─── Given records

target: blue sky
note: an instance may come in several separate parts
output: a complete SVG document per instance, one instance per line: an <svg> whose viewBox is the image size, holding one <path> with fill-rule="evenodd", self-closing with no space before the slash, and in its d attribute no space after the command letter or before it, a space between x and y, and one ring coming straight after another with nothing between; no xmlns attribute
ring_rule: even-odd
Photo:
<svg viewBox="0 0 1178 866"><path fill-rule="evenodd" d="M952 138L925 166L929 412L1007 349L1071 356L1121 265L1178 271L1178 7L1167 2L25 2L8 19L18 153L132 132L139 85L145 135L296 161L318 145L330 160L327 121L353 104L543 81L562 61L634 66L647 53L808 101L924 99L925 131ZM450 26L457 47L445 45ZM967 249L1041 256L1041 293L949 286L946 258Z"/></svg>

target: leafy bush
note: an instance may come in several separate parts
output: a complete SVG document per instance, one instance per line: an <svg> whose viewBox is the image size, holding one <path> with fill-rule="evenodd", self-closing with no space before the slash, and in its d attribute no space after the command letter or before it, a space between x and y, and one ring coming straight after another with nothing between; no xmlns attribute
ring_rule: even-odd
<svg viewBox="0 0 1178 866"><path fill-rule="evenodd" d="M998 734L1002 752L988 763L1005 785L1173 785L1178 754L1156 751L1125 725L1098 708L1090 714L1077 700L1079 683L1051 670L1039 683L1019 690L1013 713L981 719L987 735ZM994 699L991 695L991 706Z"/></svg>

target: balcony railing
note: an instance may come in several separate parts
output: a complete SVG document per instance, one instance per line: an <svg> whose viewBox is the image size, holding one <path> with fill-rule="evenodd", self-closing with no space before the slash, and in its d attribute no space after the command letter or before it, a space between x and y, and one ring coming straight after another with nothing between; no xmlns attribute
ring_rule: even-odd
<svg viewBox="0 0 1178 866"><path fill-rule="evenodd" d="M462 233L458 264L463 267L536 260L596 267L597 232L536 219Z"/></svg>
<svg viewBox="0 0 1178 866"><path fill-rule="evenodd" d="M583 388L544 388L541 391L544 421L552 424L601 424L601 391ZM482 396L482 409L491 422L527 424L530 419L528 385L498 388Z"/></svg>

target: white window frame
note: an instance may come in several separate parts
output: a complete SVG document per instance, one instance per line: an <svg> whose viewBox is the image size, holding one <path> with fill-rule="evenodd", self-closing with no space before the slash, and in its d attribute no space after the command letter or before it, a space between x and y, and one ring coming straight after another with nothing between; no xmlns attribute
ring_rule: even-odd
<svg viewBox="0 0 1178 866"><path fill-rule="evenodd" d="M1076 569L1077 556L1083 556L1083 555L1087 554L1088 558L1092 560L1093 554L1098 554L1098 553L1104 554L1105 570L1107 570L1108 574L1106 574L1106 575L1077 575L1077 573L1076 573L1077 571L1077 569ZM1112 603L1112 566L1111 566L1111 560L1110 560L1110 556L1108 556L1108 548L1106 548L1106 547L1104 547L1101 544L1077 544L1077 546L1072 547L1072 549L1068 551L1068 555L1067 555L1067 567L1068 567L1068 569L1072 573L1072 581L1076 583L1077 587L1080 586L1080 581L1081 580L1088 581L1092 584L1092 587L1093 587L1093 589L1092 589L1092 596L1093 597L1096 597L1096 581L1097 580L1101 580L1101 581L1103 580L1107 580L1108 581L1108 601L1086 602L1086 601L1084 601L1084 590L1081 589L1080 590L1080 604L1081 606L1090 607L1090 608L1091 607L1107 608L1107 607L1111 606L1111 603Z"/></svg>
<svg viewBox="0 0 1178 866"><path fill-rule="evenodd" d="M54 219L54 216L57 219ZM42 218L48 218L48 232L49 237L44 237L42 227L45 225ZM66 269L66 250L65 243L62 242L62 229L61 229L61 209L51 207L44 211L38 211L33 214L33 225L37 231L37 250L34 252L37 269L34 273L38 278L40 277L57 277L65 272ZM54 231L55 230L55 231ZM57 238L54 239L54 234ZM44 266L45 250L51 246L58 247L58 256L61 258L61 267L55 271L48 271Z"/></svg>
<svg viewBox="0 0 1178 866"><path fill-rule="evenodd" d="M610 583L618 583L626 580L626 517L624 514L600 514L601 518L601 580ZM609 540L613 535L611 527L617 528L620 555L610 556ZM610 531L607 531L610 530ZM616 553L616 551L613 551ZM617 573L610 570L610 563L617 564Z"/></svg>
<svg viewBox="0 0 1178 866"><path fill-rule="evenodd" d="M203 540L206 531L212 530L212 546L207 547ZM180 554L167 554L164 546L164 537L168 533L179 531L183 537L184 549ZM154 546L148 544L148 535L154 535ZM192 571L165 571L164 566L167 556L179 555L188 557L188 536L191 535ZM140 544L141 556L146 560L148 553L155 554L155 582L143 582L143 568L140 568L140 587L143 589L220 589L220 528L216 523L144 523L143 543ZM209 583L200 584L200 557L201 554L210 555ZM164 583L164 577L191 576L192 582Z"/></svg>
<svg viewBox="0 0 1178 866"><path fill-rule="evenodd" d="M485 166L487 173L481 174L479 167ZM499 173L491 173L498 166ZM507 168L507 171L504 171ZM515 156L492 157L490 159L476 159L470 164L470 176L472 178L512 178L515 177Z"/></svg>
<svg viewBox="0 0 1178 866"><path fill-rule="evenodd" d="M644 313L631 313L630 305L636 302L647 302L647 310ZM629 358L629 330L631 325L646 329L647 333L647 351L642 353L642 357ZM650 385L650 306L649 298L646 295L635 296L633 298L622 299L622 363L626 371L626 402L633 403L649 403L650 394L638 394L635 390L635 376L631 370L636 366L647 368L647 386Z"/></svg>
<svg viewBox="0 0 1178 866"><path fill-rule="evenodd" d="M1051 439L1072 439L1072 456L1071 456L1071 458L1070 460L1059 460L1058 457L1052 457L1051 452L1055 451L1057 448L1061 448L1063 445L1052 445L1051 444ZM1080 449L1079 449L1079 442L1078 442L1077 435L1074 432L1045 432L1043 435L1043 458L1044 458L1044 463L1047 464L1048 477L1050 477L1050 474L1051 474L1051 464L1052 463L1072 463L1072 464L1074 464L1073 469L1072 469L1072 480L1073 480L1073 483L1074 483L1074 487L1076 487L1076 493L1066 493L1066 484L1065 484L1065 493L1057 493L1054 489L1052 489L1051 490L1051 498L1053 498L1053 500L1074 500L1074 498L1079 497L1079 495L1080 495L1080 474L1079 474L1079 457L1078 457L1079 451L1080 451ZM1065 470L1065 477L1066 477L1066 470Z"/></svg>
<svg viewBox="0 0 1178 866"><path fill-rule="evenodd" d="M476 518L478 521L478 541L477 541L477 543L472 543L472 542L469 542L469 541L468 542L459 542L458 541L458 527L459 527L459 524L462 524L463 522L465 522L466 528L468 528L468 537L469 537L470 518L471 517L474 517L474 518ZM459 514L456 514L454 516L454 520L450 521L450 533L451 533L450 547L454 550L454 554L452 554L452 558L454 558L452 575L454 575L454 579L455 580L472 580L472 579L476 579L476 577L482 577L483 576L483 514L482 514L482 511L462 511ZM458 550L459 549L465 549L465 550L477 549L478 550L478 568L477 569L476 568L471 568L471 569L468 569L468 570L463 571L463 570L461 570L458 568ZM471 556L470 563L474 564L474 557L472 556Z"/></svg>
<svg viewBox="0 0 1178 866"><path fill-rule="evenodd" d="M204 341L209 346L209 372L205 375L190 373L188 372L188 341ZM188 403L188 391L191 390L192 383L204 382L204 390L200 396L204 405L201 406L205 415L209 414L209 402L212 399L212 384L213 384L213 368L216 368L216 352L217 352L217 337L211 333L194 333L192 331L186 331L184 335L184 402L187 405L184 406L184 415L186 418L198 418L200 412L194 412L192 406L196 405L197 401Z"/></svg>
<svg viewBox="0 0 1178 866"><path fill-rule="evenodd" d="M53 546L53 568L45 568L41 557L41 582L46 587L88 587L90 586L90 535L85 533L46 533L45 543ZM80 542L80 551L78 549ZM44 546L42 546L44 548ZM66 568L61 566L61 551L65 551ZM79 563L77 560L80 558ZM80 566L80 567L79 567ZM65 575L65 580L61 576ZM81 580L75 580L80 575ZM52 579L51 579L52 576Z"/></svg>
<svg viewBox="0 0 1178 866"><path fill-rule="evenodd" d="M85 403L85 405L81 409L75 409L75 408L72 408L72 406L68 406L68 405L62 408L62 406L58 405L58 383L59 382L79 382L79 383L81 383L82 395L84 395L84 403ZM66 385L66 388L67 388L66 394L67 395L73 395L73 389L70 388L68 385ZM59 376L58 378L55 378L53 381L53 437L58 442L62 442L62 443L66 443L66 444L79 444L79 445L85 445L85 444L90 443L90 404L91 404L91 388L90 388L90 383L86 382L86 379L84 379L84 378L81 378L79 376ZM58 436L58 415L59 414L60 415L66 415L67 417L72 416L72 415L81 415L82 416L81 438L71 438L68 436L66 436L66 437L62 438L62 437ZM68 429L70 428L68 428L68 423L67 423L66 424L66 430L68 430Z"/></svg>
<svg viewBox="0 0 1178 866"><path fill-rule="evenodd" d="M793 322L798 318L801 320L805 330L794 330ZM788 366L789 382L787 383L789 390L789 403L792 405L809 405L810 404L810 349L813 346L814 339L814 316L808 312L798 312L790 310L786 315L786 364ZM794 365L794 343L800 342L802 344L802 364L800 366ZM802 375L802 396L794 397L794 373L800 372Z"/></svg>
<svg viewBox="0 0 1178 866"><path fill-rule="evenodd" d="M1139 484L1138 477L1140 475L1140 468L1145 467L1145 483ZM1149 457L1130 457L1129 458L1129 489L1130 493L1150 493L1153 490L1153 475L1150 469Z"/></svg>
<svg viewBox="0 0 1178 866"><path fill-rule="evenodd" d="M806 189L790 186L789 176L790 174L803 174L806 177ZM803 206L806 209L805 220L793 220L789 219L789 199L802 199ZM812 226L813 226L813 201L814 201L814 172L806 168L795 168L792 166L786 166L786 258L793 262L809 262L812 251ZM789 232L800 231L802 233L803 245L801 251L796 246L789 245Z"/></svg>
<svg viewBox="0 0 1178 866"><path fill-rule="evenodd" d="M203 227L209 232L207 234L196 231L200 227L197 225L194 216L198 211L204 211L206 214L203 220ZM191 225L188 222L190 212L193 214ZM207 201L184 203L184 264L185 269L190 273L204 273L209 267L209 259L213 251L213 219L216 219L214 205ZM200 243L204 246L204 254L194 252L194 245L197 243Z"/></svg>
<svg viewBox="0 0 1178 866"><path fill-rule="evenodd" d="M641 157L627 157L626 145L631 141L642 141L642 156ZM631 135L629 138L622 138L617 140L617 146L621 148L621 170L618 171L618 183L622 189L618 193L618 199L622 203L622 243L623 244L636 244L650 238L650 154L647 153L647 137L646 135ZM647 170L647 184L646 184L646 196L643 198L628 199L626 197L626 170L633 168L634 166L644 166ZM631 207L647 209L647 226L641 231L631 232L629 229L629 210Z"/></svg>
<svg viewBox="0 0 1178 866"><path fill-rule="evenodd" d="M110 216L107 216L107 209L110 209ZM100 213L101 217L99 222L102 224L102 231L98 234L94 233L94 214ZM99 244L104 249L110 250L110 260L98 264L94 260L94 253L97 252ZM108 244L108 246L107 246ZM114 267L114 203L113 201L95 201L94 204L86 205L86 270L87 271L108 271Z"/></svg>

──────

The request:
Could you reproduce the rows word for word, starting at their very first line and ending at the line that contains "138L925 166L929 412L1007", with both ends included?

Response to the task:
target: blue sky
note: an instance may come in several separate parts
output: a complete SVG document per instance, one instance per line: an <svg> whose viewBox is the image size, holding one <path> with fill-rule="evenodd", self-closing with no space before the slash, and in its d attribute no space after the command letter or before it, a space between x and y, and one ring coming straight after another with nothing between; no xmlns attribute
ring_rule: even-odd
Photo:
<svg viewBox="0 0 1178 866"><path fill-rule="evenodd" d="M952 138L925 166L929 412L1007 349L1071 356L1121 265L1178 271L1178 7L1167 2L25 2L8 19L18 153L132 132L139 85L145 135L296 161L318 145L330 160L327 121L353 104L543 81L562 61L634 66L647 53L808 101L924 99L925 131ZM450 26L457 47L445 45ZM967 249L1041 256L1041 293L949 286L946 258Z"/></svg>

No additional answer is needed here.